Action item: From start to finish, set down the entries below exactly, leaving out the pictures.

........

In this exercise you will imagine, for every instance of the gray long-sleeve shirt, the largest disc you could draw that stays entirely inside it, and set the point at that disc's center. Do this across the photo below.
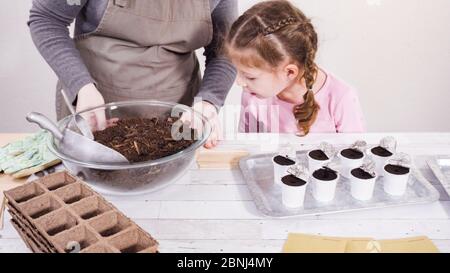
(49, 21)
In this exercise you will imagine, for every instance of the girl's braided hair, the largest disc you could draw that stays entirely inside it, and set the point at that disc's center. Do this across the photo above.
(274, 39)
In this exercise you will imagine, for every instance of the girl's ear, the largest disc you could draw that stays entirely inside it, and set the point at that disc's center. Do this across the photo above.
(291, 71)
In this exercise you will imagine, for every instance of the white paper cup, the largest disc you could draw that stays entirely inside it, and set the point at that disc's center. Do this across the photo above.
(279, 171)
(362, 189)
(380, 161)
(395, 184)
(314, 164)
(348, 164)
(293, 196)
(324, 191)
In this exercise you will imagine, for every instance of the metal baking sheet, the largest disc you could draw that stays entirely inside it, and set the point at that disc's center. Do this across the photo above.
(440, 165)
(257, 171)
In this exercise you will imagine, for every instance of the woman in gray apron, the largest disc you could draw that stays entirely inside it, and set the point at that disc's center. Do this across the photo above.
(136, 49)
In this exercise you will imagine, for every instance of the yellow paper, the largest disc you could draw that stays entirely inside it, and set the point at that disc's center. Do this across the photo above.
(214, 159)
(302, 243)
(420, 244)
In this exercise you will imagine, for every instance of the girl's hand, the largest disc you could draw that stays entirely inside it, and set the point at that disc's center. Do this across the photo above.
(210, 112)
(89, 97)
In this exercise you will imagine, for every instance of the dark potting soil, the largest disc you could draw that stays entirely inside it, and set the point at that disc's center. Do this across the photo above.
(293, 181)
(380, 151)
(318, 155)
(361, 174)
(352, 153)
(325, 174)
(143, 139)
(395, 169)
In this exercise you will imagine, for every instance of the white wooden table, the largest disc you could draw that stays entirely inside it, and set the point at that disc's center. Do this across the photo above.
(213, 211)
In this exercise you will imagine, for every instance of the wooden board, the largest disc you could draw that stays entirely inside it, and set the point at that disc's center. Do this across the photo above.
(6, 181)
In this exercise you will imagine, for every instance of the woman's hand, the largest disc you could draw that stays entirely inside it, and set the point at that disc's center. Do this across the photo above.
(89, 97)
(210, 112)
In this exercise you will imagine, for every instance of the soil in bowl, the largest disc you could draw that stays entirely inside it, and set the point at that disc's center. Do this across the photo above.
(143, 139)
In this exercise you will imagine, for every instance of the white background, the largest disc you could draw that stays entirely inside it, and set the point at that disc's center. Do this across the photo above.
(395, 52)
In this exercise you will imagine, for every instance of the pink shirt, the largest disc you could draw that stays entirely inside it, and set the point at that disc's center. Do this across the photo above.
(340, 111)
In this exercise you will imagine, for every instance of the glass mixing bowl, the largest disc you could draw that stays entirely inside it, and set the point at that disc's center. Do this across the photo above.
(134, 178)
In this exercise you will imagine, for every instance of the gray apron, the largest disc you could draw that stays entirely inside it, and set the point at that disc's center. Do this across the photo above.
(145, 49)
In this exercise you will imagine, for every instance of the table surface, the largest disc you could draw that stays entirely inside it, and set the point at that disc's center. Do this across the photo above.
(213, 211)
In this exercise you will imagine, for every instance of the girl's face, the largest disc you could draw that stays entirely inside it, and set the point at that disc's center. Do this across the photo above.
(265, 83)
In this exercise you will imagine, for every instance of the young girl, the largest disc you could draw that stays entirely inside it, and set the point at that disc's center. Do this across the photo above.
(273, 46)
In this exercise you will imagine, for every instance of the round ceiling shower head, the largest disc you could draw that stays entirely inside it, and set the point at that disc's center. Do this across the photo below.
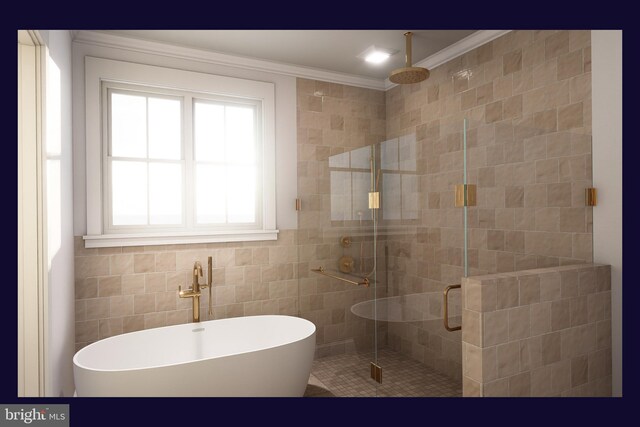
(408, 74)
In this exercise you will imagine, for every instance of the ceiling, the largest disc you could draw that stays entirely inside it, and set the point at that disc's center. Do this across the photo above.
(330, 50)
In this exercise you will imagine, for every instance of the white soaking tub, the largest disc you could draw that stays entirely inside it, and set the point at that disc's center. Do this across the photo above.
(241, 356)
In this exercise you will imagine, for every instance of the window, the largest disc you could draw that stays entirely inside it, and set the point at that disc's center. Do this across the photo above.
(186, 157)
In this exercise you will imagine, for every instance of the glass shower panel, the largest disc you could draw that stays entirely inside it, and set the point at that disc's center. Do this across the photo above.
(336, 241)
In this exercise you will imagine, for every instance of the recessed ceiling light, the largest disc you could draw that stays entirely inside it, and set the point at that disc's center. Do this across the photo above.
(376, 55)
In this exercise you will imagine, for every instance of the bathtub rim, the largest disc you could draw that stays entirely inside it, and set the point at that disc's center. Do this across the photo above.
(80, 366)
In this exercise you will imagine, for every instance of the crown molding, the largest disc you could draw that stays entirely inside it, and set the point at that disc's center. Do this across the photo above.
(156, 48)
(191, 54)
(460, 47)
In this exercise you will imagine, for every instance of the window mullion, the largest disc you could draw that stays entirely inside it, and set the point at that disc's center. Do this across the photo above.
(189, 208)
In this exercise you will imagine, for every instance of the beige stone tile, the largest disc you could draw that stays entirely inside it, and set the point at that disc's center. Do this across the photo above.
(578, 310)
(109, 286)
(132, 323)
(97, 308)
(512, 62)
(541, 381)
(121, 264)
(520, 385)
(556, 45)
(132, 284)
(495, 240)
(495, 328)
(110, 327)
(534, 196)
(587, 281)
(166, 301)
(508, 359)
(544, 74)
(603, 335)
(470, 388)
(547, 219)
(550, 286)
(155, 320)
(243, 257)
(86, 288)
(580, 88)
(166, 261)
(547, 171)
(579, 370)
(535, 148)
(519, 323)
(596, 306)
(157, 282)
(559, 194)
(177, 317)
(493, 112)
(471, 327)
(560, 314)
(551, 345)
(603, 278)
(498, 388)
(144, 263)
(570, 65)
(87, 331)
(144, 303)
(570, 116)
(121, 306)
(540, 318)
(80, 310)
(90, 266)
(507, 291)
(569, 280)
(546, 121)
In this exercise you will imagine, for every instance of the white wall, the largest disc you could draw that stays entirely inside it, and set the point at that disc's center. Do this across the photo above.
(607, 175)
(285, 91)
(58, 182)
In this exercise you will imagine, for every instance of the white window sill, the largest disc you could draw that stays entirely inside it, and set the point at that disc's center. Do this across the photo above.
(115, 240)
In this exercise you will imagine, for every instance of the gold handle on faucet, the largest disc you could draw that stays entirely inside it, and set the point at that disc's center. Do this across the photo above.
(210, 281)
(446, 309)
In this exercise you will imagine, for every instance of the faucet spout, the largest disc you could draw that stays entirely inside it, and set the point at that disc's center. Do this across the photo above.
(197, 271)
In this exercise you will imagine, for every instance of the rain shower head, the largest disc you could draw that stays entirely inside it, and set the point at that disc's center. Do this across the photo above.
(408, 74)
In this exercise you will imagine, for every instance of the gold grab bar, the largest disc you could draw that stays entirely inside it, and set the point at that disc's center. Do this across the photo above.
(445, 318)
(320, 270)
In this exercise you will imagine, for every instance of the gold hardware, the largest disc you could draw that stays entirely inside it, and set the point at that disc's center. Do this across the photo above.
(465, 195)
(320, 270)
(446, 308)
(376, 372)
(591, 196)
(374, 200)
(346, 264)
(194, 290)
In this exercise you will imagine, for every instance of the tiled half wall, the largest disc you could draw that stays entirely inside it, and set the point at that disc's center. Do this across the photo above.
(543, 332)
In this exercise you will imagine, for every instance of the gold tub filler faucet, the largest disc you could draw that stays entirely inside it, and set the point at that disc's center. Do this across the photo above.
(196, 287)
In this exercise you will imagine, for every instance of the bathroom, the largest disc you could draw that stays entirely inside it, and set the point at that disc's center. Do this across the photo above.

........

Output below:
In this exercise you will imagine, for every instance of the gray long-sleeve shirt, the largest disc you could draw that stays entirely inside it, and set the point at that disc's center. Do this across the photo below.
(49, 21)
In this exercise you will imagine, for every instance of the girl's braided hair, the largest disc you could draw that stays entirely inside it, and set the point at that disc's center. Do this across the photo above.
(274, 39)
In this exercise you will imagine, for every instance of the girl's ear, the largest disc you could draw that stays entirely inside it, and set the point at that disc's center. Do this across the photo above.
(291, 71)
In this exercise you will imagine, for every instance of the white paper cup, the largest disc you could draw that stays entirely inside it, and set the point at that disc's center. Do this across the photo above.
(279, 171)
(362, 189)
(380, 161)
(395, 184)
(314, 164)
(348, 164)
(293, 196)
(324, 191)
In this exercise you will imagine, for every instance of the metal baking sheet, the largest disc you could draw that stays entirely inside it, and set the point at that disc's center. Do this across the photo above.
(440, 165)
(257, 171)
In this exercise you will imagine, for every instance of the woman in gray apron, the largest disc you could draw that stays entirely inside it, and set the point at that disc's center. Do this across the photo above.
(136, 49)
In this exercise you will imagine, for every instance of the yellow paper, the largest disc you could draw that stays entirely inside it, and set the point at that disc's center. Do this across the photo above.
(214, 159)
(302, 243)
(420, 244)
In this exercise you will imagine, for every instance of the girl's hand, the largest disc you could draw that stays entirely inside it, and set the point at that disc's center. Do this across the photo above.
(210, 112)
(89, 97)
In this exercise you will imagine, for every instance of the dark potting soil, the largest disc you could draw that stays entirely inside it, and set the point at that disc's center. Do this across the photo above.
(293, 181)
(380, 151)
(318, 155)
(361, 174)
(352, 153)
(325, 174)
(143, 139)
(395, 169)
In this exercise you will imagine, for every instance of the white wooden table, the largest disc you could draw that stays entirely inside it, and set the point at that disc's center. Do this across the photo above.
(213, 211)
In this exercise you will imagine, for every instance of the wooden board, the largest disc you could draw that stays entirely inside it, and set the point at that disc's center. Do this across the photo above.
(6, 181)
In this exercise you will imagine, for every instance of the woman's hand, the largest disc you could draw that stays entirely inside it, and set the point at that disc's center. Do this across the photo above.
(89, 97)
(210, 112)
In this exercise you will imagine, for every instance of the soil in bowl, the largest disc you could draw that stays entirely inside it, and set the point at that disc's center. Do this across the photo above.
(143, 139)
In this exercise you will imagine, for every instance of the white background, the largest disc you could draw that stays entirely inside it, and set the point at that disc's center. Do this across the photo above.
(395, 52)
In this exercise you will imagine, for every instance of the pink shirt, the largest disc you could draw that stays entirely inside it, and set the point at that disc's center. Do this across the photo above.
(340, 111)
In this exercise you will imagine, for every instance of the glass mixing bowl, the largest disc you could draw that stays entirely inside it, and set the point at that disc's center. Do this across the photo above.
(134, 178)
In this exercise you will imagine, for every instance of the gray apron, the largest disc you could draw that stays entirely inside it, and set the point at that disc's center. Do this across the photo above.
(145, 49)
In this exercise you will imagine, for every instance of the table surface, the largest disc you could draw that stays entirely inside it, and set the point at that disc's center. Do this across the photo above.
(213, 211)
In this exercise you will imagine, for every instance of the girl's face, the largest disc you could draw that stays entirely inside it, and set the point at that disc's center. Do this across the photo above.
(265, 83)
In this exercise you will imagine, for every instance of the young girl, the largest disc you could draw that stays entirely inside it, and set the point at that disc's center. Do this across the photo above.
(273, 46)
In this exercise you will imagine, for every instance of the round ceiling shower head, the largest disc you could draw that stays entirely inside it, and set the point at that disc's center. Do this across the photo below.
(408, 74)
In this exercise you will imagine, for every instance of the ceiling, the largest disc you could draw that stays entirely inside it, and set the point at that disc's center. Do this across the photo above.
(330, 50)
In this exercise you will imagine, for every instance of the white soaking tub, the largest disc you could draw that stays entirely inside it, and set the point at that disc's center. Do this across the photo above.
(241, 356)
In this exercise you will imagine, for every instance of the window, the largest disc you could draw that stays entirely inside it, and set the point at that disc's center. Do this across the photo above.
(186, 157)
In this exercise you will imagine, for every instance of the glass shower panel, the largest disc you could draw that stays entirely inside it, and set the point at that disc's center. Do this across the photo above.
(336, 241)
In this exercise you will imagine, for every instance of the recessed ceiling light, the largest disc you could draw that stays entirely inside it, and set the point at that disc's center. Do this across the photo above.
(376, 55)
In this exercise you will imagine, for every instance of the bathtub rim, the largest disc you could draw that stays entirely inside it, and set the point at that disc's center. Do this across the photo above.
(80, 366)
In this exercise you will imagine, for every instance of the crown molding, the largest disc you could draw that stays entirely inside it, and set the point at that disc's center. Do this across the photo above.
(156, 48)
(191, 54)
(460, 47)
In this exercise you will imagine, for every instance of the window mullion, the largest disc you could draw that stays entirely inside it, and set the point at that disc's center. Do this across the photo above.
(189, 208)
In this exercise you will imagine, for every instance of the beige stone tile, the largest disc you could draw that stays entirely inside it, and set the point at that disc's center. Do this across the photo above.
(578, 310)
(109, 286)
(132, 323)
(97, 308)
(512, 62)
(541, 381)
(121, 264)
(520, 385)
(556, 45)
(132, 284)
(495, 240)
(495, 328)
(110, 327)
(534, 196)
(587, 281)
(166, 301)
(508, 359)
(544, 74)
(603, 335)
(470, 388)
(547, 219)
(550, 286)
(155, 320)
(243, 257)
(86, 288)
(580, 88)
(166, 261)
(547, 171)
(579, 370)
(535, 148)
(519, 323)
(596, 306)
(157, 282)
(559, 194)
(177, 317)
(493, 112)
(471, 327)
(560, 314)
(551, 345)
(603, 278)
(498, 388)
(144, 263)
(570, 65)
(87, 331)
(144, 303)
(570, 116)
(121, 306)
(540, 318)
(80, 310)
(90, 266)
(507, 291)
(569, 280)
(546, 121)
In this exercise you will imagine, for every instance of the white wall, the largest disc you could draw that stays entirely inside it, and set the point at that disc's center. Do this across the photo above.
(607, 175)
(285, 91)
(58, 182)
In this exercise you will imagine, for every instance of the white window sill, the largest disc you could draw that stays entirely inside it, and set the point at that disc's center. Do this across the photo above.
(115, 240)
In this exercise you will imagine, for every instance of the gold handle on faucet, the largest disc you could draw that stays entirely inside it, and set the point at that disc's center. Do this across the photo above.
(210, 281)
(446, 309)
In this exercise you will imagine, for every instance of the faucet spout, the largest disc you could draw that stays entirely inside it, and set the point at that disc's center. Do this across the photo above.
(197, 271)
In this exercise you will imagine, for every instance of the rain shower head, the largest disc you could draw that stays entirely inside it, and set the point at that disc's center. Do this across the photo above.
(408, 74)
In this exercise you will imagine, for every instance of the gold grab bar, the largest disc you could draw that stays entirely inside it, and set the point at that disc's center. Do this across the photo above.
(445, 318)
(320, 270)
In this exercise you will imagine, for every instance of the gold hardware, the largest disc you could draw that stays entirely inside it, and set the point at that disc's center. Do this across the photo above.
(465, 195)
(320, 270)
(446, 308)
(376, 372)
(591, 196)
(374, 200)
(346, 264)
(194, 290)
In this exercise you will imagine, for every instance of the tiled half wall, the largest disc you could draw that stays entirely inside it, and set the point at that disc's center. Do this across the photo above.
(543, 332)
In this exercise you will imagine, for every instance of the gold tub filler faucet, the largest disc you could draw that stays entirely inside it, and set the point at that disc's center. Do this across the photo above.
(196, 287)
In this exercise you will imagine, for every instance of the bathroom, the largest disc you could draw that stays entirely inside it, and set the point at that disc's center. Do this across the photo above.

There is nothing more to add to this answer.